> [PROBLEMS TO WORK ON]:
a) Answer these questions about the DPDK mailing-list reply, each on its own line:
(i) What date and time does the reply carry?
(ii) Which kind of lock did the original implementation use?
(iii) According to the quoted manpage, when are all locks associated with a file for a given process removed?
b) Write out, unchanged, the stretch of the records from the line containing "fan light fixture." through the end of the records, both ends included.

begin DOCUMENT EXTRACT

Re: [dpdk-dev] [PATCH 2/2] mem: revert to using flock() and add per-segment lockfiles

DPDK patches and discussions
 help / color / mirror / Atom feed

From: Bruce Richardson <bruce.richardson@intel.com>
To: Anatoly Burakov <anatoly.burakov@intel.com>
Cc: dev@dpdk.org
Subject: Re: [dpdk-dev] [PATCH 2/2] mem: revert to using flock() and add per-segment lockfiles
Date: Tue, 24 Apr 2018 14:57:00 +0100	[thread overview]
Message-ID: <20180424135700.GA135436@bricha3-MOBL.ger.corp.intel.com> (raw)
In-Reply-To: <aef8bd84eb81cf6c08cf6f27de2eb9a27930bfda.1524140413.git.anatoly.burakov@intel.com>

On Thu, Apr 19, 2018 at 01:26:29PM +0100, Anatoly Burakov wrote:
> The original implementation used flock() locks, but was later
> switched to using fcntl() locks for page locking, because
> fcntl() locks allow locking parts of a file, which is useful
> for single-file segments mode, where locking the entire file
> isn't as useful because we still need to grow and shrink it.
> 
> However, according to fcntl()'s Ubuntu manpage [1], semantics of
> fcntl() locks have a giant oversight:
> 
>   This interface follows the completely stupid semantics of System
>   V and IEEE Std 1003.1-1988 (“POSIX.1”) that require that all
>   locks associated with a file for a given process are removed
>   when any file descriptor for that file is closed by that process.

end DOCUMENT EXTRACT
begin DATASET EXCERPTS

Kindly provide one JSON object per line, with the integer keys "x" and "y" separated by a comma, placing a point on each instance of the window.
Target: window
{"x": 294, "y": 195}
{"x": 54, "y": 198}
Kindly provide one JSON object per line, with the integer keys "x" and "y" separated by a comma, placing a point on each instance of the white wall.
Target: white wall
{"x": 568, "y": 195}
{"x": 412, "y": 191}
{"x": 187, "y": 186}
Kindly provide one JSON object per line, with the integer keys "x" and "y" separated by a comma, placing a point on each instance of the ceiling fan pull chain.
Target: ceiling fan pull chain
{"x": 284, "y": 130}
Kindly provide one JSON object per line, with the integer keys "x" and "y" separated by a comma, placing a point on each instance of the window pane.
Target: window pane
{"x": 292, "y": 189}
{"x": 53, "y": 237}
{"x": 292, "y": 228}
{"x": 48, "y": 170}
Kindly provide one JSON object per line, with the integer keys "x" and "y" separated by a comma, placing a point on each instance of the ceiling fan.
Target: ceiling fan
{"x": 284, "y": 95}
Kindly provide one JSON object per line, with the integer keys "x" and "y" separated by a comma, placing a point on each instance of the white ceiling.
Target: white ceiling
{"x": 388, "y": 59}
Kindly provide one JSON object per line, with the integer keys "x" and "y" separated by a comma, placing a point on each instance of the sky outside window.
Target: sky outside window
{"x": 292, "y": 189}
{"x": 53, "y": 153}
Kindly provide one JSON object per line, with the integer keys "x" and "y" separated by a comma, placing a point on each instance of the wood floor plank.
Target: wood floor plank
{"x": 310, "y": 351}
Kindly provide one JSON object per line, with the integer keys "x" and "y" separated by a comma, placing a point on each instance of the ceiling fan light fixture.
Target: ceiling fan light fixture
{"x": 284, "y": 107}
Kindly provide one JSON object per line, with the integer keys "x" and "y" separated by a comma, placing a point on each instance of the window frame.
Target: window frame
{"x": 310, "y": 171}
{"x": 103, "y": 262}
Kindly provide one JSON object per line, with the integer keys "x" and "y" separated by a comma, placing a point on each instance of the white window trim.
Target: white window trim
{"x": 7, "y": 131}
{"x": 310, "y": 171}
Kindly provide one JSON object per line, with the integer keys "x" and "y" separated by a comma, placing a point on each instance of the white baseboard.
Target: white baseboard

end DATASET EXCERPTS

> [EXERCISE SOLUTIONS]:
a)
(i) Tue, 24 Apr 2018 14:57:00 +0100
(ii) flock() locks
(iii) When any file descriptor for that file is closed by that process.

b)
Kindly provide one JSON object per line, with the integer keys "x" and "y" separated by a comma, placing a point on each instance of the ceiling fan light fixture.
Target: ceiling fan light fixture
{"x": 284, "y": 107}
Kindly provide one JSON object per line, with the integer keys "x" and "y" separated by a comma, placing a point on each instance of the window frame.
Target: window frame
{"x": 310, "y": 171}
{"x": 103, "y": 262}
Kindly provide one JSON object per line, with the integer keys "x" and "y" separated by a comma, placing a point on each instance of the white window trim.
Target: white window trim
{"x": 7, "y": 131}
{"x": 310, "y": 171}
Kindly provide one JSON object per line, with the integer keys "x" and "y" separated by a comma, placing a point on each instance of the white baseboard.
Target: white baseboard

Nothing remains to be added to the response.